— BEGIN Data listing —
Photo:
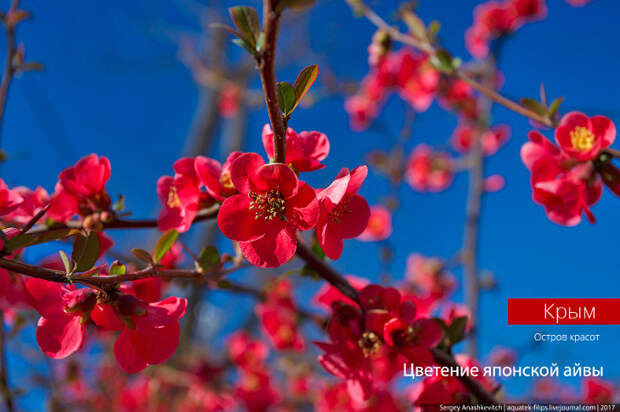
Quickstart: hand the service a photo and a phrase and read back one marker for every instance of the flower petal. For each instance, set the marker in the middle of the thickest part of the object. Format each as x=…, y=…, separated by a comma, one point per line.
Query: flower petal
x=60, y=336
x=238, y=222
x=272, y=250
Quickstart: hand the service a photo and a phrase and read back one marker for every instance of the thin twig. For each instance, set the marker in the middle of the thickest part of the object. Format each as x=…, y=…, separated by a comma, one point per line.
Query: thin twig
x=4, y=370
x=266, y=67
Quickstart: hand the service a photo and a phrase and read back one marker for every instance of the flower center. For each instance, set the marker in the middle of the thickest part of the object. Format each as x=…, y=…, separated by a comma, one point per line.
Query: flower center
x=370, y=343
x=268, y=205
x=582, y=139
x=173, y=198
x=341, y=209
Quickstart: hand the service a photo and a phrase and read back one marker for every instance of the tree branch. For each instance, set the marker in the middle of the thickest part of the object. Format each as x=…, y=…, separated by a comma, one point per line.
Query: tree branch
x=426, y=47
x=266, y=67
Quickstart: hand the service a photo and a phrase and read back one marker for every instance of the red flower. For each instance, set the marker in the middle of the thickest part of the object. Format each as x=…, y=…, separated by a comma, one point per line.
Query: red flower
x=563, y=187
x=272, y=205
x=33, y=202
x=344, y=213
x=278, y=317
x=149, y=331
x=582, y=138
x=379, y=225
x=81, y=189
x=64, y=311
x=304, y=151
x=181, y=197
x=216, y=177
x=598, y=391
x=492, y=140
x=429, y=171
x=10, y=200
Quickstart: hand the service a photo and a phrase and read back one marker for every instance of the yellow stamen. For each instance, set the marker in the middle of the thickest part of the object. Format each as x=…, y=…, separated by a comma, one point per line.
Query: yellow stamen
x=582, y=139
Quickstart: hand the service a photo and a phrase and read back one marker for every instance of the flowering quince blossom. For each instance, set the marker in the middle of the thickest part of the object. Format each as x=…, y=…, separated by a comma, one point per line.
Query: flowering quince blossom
x=278, y=317
x=493, y=19
x=181, y=196
x=149, y=331
x=379, y=225
x=271, y=206
x=582, y=138
x=405, y=71
x=81, y=189
x=429, y=171
x=388, y=328
x=464, y=135
x=304, y=151
x=344, y=213
x=564, y=180
x=215, y=176
x=64, y=311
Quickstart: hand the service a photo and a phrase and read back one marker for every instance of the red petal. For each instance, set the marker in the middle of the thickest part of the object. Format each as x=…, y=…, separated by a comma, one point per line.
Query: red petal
x=302, y=210
x=605, y=128
x=60, y=336
x=243, y=169
x=163, y=313
x=104, y=316
x=358, y=175
x=272, y=250
x=45, y=296
x=156, y=345
x=354, y=223
x=238, y=222
x=126, y=354
x=209, y=171
x=275, y=176
x=330, y=239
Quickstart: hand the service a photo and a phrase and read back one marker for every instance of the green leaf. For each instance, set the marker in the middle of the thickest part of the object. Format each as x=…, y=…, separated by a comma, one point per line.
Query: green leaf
x=295, y=4
x=142, y=254
x=117, y=268
x=534, y=105
x=209, y=258
x=164, y=244
x=30, y=239
x=243, y=43
x=286, y=97
x=442, y=60
x=85, y=251
x=65, y=261
x=555, y=105
x=304, y=81
x=246, y=20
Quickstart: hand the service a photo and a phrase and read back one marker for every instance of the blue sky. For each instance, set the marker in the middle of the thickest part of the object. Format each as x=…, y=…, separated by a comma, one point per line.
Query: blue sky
x=113, y=85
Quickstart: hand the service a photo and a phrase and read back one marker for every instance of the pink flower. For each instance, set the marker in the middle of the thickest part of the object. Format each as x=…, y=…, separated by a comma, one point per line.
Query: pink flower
x=216, y=177
x=429, y=171
x=304, y=151
x=64, y=311
x=180, y=196
x=33, y=202
x=379, y=225
x=81, y=189
x=149, y=331
x=272, y=205
x=581, y=137
x=344, y=213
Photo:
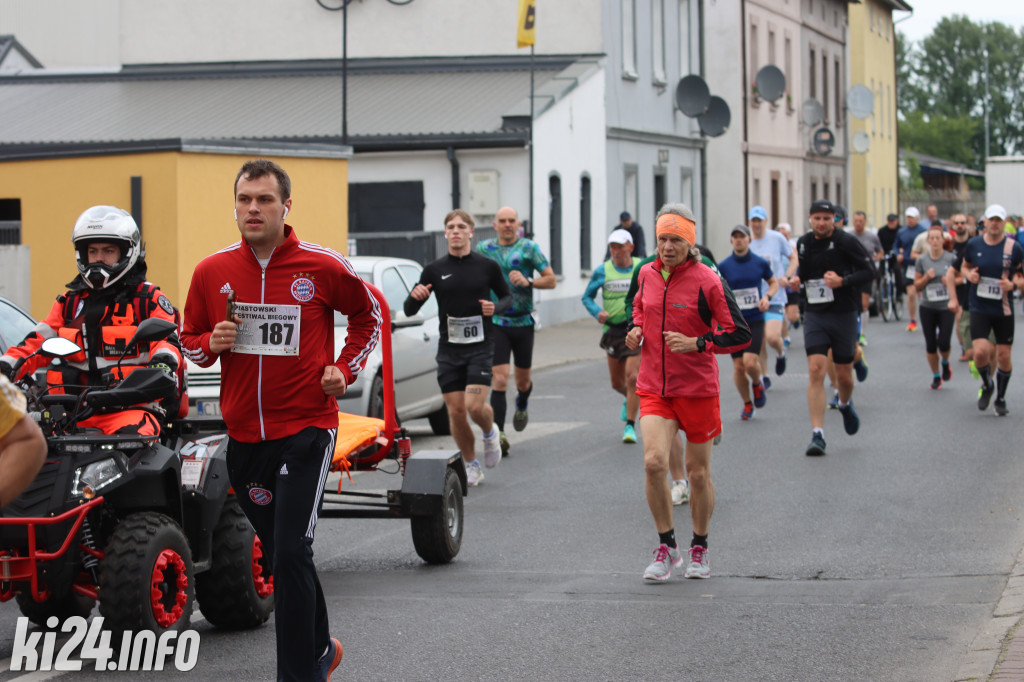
— END Data listing —
▸ **Given request**: Rewrite the entire listing with every "thickest part" replaced by "widest part" and everything else left unchanged. Leave the pictures out of your answer.

▸ **Reply**:
Photo:
Quickstart: hand the service a photo and a phrase and read back one marker for every instance of the flower petal. For each instance, set the marker in the middle of the widest part of the object. Format each as x=…, y=…, separated by a comma, one point per line.
Query: flower petal
x=60, y=336
x=238, y=222
x=272, y=250
Quickstart: hand the service a photo and a phrase and read back one marker for every instance of the thin twig. For each instance, set the marker in the middle of the widest part of the object. Format each as x=…, y=…, separated by a comma, one point per line.
Query: thin twig
x=4, y=370
x=266, y=67
Quickstart: hand the service a photo and a phrase and read back one marker for every instance of the flower center. For each instance, set the marker in the middle of the widest part of the object. Format each as x=…, y=…, separated by a comma, one point per line.
Query: flower center
x=370, y=343
x=268, y=205
x=582, y=139
x=173, y=198
x=341, y=209
Quickstart: hand the service a photo and a phrase and read back one marker for every instance of the tree branch. For each instance, set the marker in the middle of the widest part of the object. Format each as x=…, y=…, separated by a comma, one point per line.
Query: tree branch
x=426, y=47
x=266, y=67
Quickstart: hand the service a photo and a phrase and read back one marker for every instance of the red flower. For each instance, set the marker in the middle of the widest part of the object. Format each as x=…, y=…, separated by a comma, one point per line.
Query: red flower
x=563, y=187
x=272, y=205
x=33, y=202
x=344, y=213
x=278, y=317
x=149, y=331
x=582, y=138
x=379, y=225
x=81, y=189
x=64, y=311
x=304, y=151
x=181, y=197
x=216, y=177
x=598, y=391
x=492, y=140
x=429, y=171
x=10, y=200
Quickstart: hand the service a photo and a phrase and read back one marker for every instance of the yellow stamen. For each instance, set the marker in the middle of the widest part of the object. Format each as x=…, y=…, separated by a comma, one point per line.
Query: yellow stamen
x=582, y=139
Quickstart: hand the service a photo and a phrase and read back one marker for every instance of the flowering quince blossom. For each instance, set the marker in the middle of the widest part of the object. Format each as x=…, y=…, separated by a comma, one point per line.
Query: flowering quince blossom
x=278, y=317
x=493, y=19
x=181, y=196
x=149, y=331
x=379, y=225
x=271, y=206
x=582, y=138
x=405, y=71
x=81, y=189
x=429, y=171
x=388, y=328
x=464, y=135
x=304, y=151
x=344, y=213
x=564, y=180
x=215, y=176
x=64, y=311
Quickstart: hand the service a photo and a phrase and read back one marker for every instance of the red petal. For each instance, set the marker in the middle of the widest part of the object. Format each as x=…, y=…, separated by a comma, one point per line.
Query: red petal
x=302, y=210
x=605, y=128
x=60, y=336
x=243, y=169
x=163, y=313
x=104, y=316
x=358, y=175
x=272, y=250
x=45, y=296
x=156, y=345
x=354, y=223
x=238, y=222
x=126, y=354
x=209, y=171
x=275, y=176
x=330, y=239
Quickstart: hand the service a photo and a phrase and read back one marker for every instance of the green leaf. For each instance, set the marker in the middle of the widest part of the object. Format each as x=…, y=…, separated by a comma, one point per line.
Query: green leaf
x=295, y=4
x=142, y=254
x=117, y=268
x=534, y=105
x=209, y=258
x=164, y=244
x=30, y=239
x=243, y=43
x=286, y=97
x=442, y=60
x=85, y=251
x=65, y=261
x=555, y=105
x=304, y=81
x=246, y=20
Quickstart: hand the service a photo and a phrase and read back one marker for every instance of the blue sky. For each instance, set the marker in the middle of the widest part of the object. Format each as x=…, y=…, separated by a comma, one point per line.
Query: blue sky
x=113, y=85
Quickstart: hand the service a photo and a phrase and read back one marker for every instance of the pink flower. For each instance, set the marker in the middle of the widest part of the object. Format each as x=…, y=…, separated by a comma, one point per line.
Query: pink flower
x=216, y=177
x=429, y=171
x=304, y=151
x=64, y=311
x=180, y=196
x=33, y=202
x=379, y=225
x=81, y=189
x=149, y=331
x=272, y=205
x=581, y=137
x=344, y=213
Photo:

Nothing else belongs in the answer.